> _GIVEN RECORDS_:
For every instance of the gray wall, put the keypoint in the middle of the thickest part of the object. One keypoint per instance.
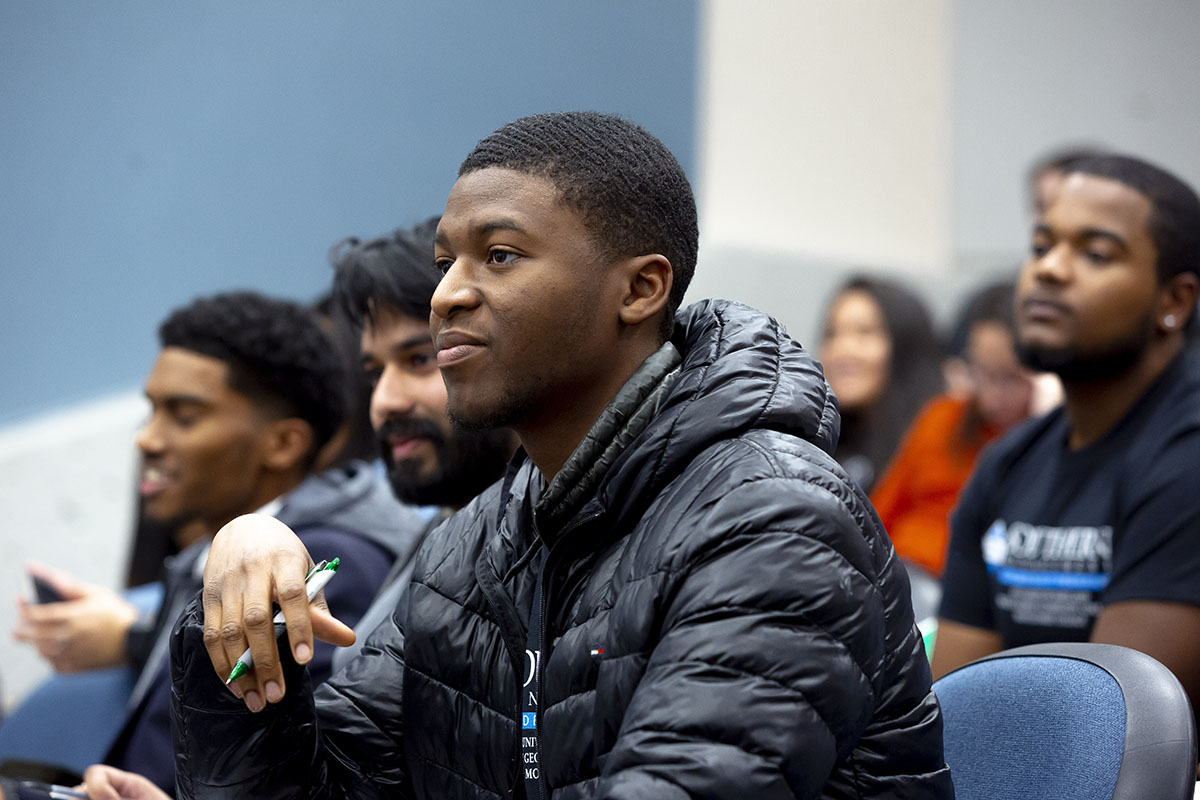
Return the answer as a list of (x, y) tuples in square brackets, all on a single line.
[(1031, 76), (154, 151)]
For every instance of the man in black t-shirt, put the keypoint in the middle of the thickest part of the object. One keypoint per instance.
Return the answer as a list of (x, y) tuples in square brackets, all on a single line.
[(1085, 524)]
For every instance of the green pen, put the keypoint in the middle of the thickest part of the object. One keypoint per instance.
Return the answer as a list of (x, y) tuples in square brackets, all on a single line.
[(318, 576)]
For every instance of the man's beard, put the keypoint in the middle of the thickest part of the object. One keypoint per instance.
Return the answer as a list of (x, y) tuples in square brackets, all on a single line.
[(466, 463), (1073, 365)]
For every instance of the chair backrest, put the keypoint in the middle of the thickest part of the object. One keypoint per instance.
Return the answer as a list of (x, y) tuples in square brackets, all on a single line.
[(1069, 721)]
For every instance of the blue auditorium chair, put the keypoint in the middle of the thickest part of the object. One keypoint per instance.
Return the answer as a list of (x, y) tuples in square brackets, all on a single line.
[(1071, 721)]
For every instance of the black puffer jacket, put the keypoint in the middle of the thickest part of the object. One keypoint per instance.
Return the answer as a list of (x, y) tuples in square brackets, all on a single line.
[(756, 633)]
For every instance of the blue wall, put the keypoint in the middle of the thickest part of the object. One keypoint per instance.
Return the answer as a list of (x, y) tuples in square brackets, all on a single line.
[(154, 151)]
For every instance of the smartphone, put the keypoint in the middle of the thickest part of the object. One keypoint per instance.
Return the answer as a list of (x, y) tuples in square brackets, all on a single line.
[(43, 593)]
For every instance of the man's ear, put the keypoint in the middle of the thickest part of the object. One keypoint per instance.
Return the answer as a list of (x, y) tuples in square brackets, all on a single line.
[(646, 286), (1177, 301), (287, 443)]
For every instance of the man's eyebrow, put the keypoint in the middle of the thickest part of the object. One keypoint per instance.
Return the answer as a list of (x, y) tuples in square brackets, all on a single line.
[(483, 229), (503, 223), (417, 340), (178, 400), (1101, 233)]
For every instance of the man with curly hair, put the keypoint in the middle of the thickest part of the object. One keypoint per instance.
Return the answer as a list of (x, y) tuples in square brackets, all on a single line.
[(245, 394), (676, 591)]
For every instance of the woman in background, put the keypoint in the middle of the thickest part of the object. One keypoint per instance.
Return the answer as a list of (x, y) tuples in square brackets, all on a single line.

> _SHORT PROBLEM_:
Rewrite every line of the records above as a JSON list of strings, one string per line, skipping blank lines. Omit the picture from your list.

> _EXERCISE ANSWER_:
[
  "For every instance of the gray wall, put the keypoint in the middle of the thickest part of the object. One keypoint per instance.",
  "Return the answer as a list of (x, y) tuples in square brackets, all on a single line.",
  "[(1031, 76), (154, 151)]",
  "For every instance of the man in black t-shirt, put the keypoint in the middle of the thickest part of the object. One keypoint per instance.",
  "Return the answer as a list of (x, y) tuples in square brackets, all on a single line.",
  "[(1085, 524)]",
  "For every instance of the green pen, put the keypoint in the middle of the thickest part of the object. One keypoint per instance.",
  "Return the answer as a list of (x, y) tuples in square brackets, all on a single line.",
  "[(318, 576)]",
  "For every instance of the man's beard, put the keypoint in the middle of the thickest part of the object. One keypoint per instance.",
  "Return the answer as a list of (x, y) tuples in square brackets, all on a single line.",
  "[(466, 463), (1073, 365)]",
  "For every instance of the chair backrest, put the keypoint in the middle of the thickest part of the object. One keypoint per instance.",
  "Return the answer as a list of (x, y) tuples in square brackets, all on a single line.",
  "[(1069, 721)]",
  "For every instance of the blue auditorium chair, put the keypoint in the middle of the thickest part of the object. One keypoint per instance.",
  "Return the answer as a list of (x, y) tuples in square brackets, all on a single line.",
  "[(1071, 721)]",
  "For every instance of the black puffer jacket, put the keypoint in the middle of the thickest part of the object. One keypoint per instance.",
  "Return the answer as a list of (x, y) tuples in square brackets, all on a single line.",
  "[(756, 633)]",
  "For every instance of the blue wall, put the keypoint in the middle of the thickest part of the object. One keypoint per instance.",
  "Return the answer as a list of (x, y) tuples in square brackets, all on a single line.",
  "[(154, 151)]",
  "For every instance of the smartphone, put the keypoint in the middle of the thickest part of the object. One keypoint per instance.",
  "Return the answer as a list of (x, y) tuples in square brackets, all on a single line.",
  "[(43, 593)]",
  "For every instance of the man's ear, put the keypoint in the middle of the thickest part of the object. One keypoint per instance.",
  "Return the answer as a list of (x, y) tuples in square brackets, all on a single line.",
  "[(646, 286), (1177, 301), (287, 443)]",
  "For every instance of the man's eyebrow, put the keypoint in the middle of the thickest part of the object. One keypoint per instance.",
  "Return the answer as a list of (x, y) tuples in square brackets, all on a single line.",
  "[(483, 229), (503, 223), (417, 340), (178, 400), (1101, 233)]",
  "For every instance of the man with curly hair, put the keypoint in the middle of the thickest part of the object. One keypoint per instance.",
  "Return the answer as a list of (x, y) tuples in square brackets, all on a single line.",
  "[(245, 394), (676, 591)]",
  "For every instance of the woman in background, put the keypoint in the middle of the thickest part of the object. One keypoint per instance.",
  "Return the answer as a list of (x, y) tuples in square brackets, all on a single line."
]